> Stored records
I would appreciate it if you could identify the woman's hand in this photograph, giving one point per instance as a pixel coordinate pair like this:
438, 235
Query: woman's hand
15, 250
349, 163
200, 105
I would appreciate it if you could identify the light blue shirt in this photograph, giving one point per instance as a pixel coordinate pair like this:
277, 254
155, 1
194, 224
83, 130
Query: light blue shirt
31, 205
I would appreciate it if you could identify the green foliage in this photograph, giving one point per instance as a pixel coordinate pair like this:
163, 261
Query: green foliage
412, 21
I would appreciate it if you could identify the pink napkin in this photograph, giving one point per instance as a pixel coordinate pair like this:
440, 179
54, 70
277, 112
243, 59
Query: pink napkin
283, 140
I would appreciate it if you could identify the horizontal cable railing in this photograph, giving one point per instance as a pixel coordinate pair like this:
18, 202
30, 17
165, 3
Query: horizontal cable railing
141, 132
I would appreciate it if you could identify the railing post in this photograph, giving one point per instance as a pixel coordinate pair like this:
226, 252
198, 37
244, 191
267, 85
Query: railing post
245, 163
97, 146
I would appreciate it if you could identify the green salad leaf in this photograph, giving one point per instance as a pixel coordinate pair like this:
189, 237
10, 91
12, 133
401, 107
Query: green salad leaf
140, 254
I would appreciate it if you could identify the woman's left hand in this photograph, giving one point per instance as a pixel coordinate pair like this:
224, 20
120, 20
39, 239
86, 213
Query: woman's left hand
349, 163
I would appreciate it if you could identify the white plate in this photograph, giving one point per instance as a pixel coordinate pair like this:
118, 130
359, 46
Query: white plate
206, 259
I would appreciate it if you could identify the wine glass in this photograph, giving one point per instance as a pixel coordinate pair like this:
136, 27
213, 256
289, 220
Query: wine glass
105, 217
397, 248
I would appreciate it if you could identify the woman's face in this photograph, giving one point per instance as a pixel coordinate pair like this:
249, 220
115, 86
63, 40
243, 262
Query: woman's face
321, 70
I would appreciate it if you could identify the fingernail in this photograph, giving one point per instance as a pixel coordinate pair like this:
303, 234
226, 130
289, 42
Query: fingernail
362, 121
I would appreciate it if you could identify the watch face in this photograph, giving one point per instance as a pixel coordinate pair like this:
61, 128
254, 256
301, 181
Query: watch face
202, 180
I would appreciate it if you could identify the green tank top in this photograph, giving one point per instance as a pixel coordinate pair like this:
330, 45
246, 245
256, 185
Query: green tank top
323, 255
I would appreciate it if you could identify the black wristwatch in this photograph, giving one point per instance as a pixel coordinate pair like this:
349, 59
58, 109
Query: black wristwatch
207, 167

> Problem requirements
Repeat only the stretch of lines that begins at the line containing "Query: white plate" and ends at the last line above, both included.

> Written reply
Query: white plate
206, 259
I would appreciate it if you could identify the wine glass in this photograph, giving one point per instance as a pixel coordinate pair like this:
136, 27
213, 256
289, 220
Query: wine glass
105, 217
397, 248
I would appreciate it if you could identify the woman's face in this photograph, giving one point per instance as a pixel coordinate pair like this:
249, 220
115, 86
63, 40
243, 262
Query: woman's face
321, 70
I would appreciate it if you could identify the fingernail in this photograph, giving one point per instance as a pixel coordinate pair like this:
303, 234
226, 130
289, 42
Query: fingernail
362, 121
I would appreciate it if you could identify the watch face in this photograph, giving one point per instance as a pixel coordinate pair like this:
61, 128
254, 256
301, 181
Query: watch face
202, 180
I would appreciate it if you could identify the green tank top in this photograph, giving one point per instance as a pixel coordinate pair like this:
330, 45
246, 245
256, 185
Query: green tank top
323, 255
I would appreciate it if you could identify the black wristwatch in this photograph, giving one point per instance as a pixel coordinate pair like this:
349, 59
58, 109
Query: black wristwatch
207, 167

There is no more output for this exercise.